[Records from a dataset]
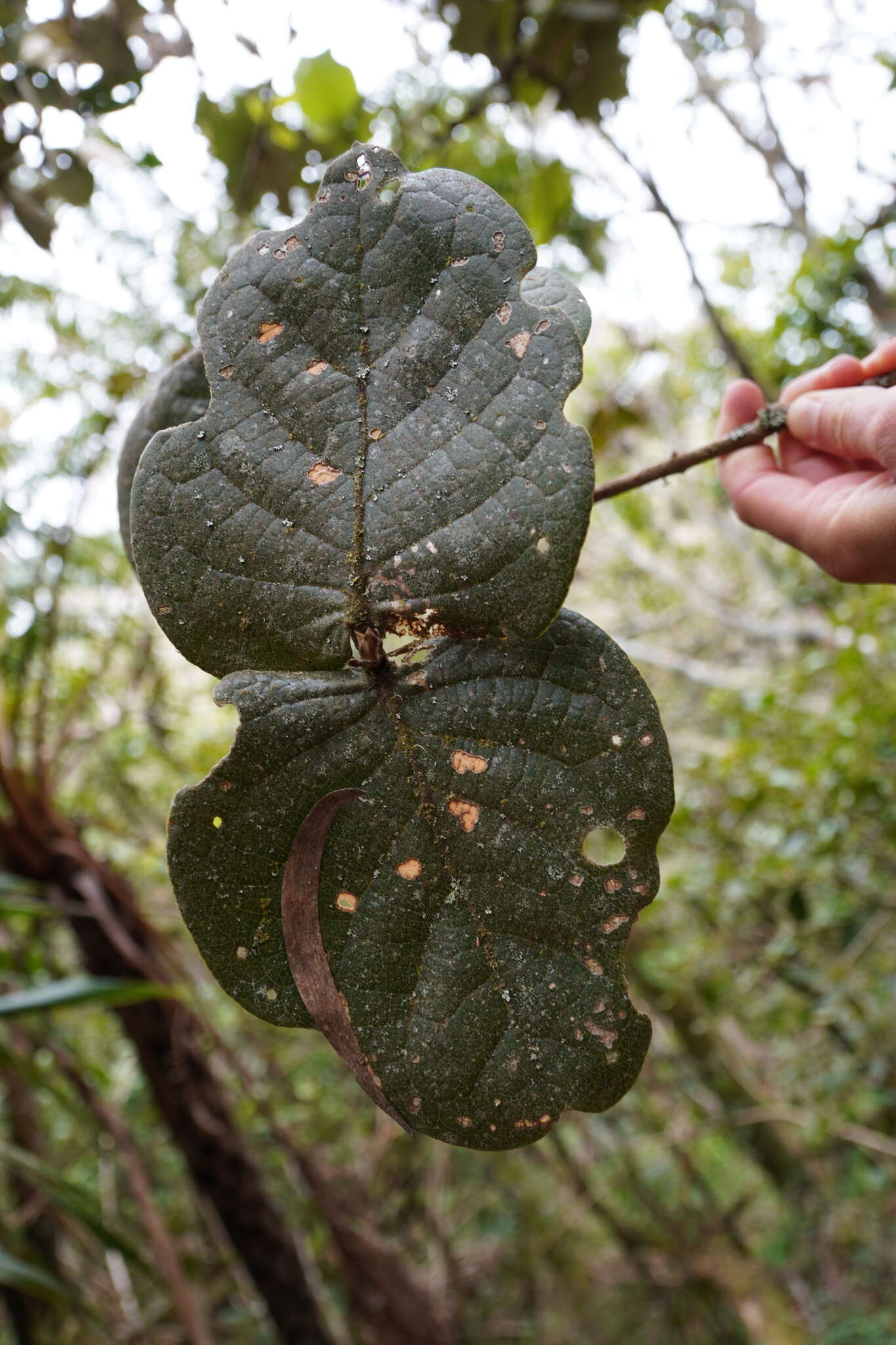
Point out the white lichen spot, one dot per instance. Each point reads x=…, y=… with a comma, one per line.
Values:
x=613, y=923
x=464, y=762
x=467, y=813
x=323, y=474
x=519, y=343
x=268, y=331
x=605, y=1034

PROBLEM:
Convert the material above into a Markdown table with the columns Row and Line, giving each line its own numbered row and skipping blank lines. Omit the pictures.

SOLUTION FOR THIS EXERCISE:
| Row | Line |
|---|---|
| 1 | Point out the white lichen spot, one dot per instance. Each point reads x=…, y=… with a comma, one per line. |
| 2 | Values: |
| 3 | x=613, y=923 |
| 4 | x=464, y=762 |
| 5 | x=467, y=813 |
| 6 | x=323, y=474 |
| 7 | x=519, y=343 |
| 8 | x=268, y=331 |
| 9 | x=605, y=1034 |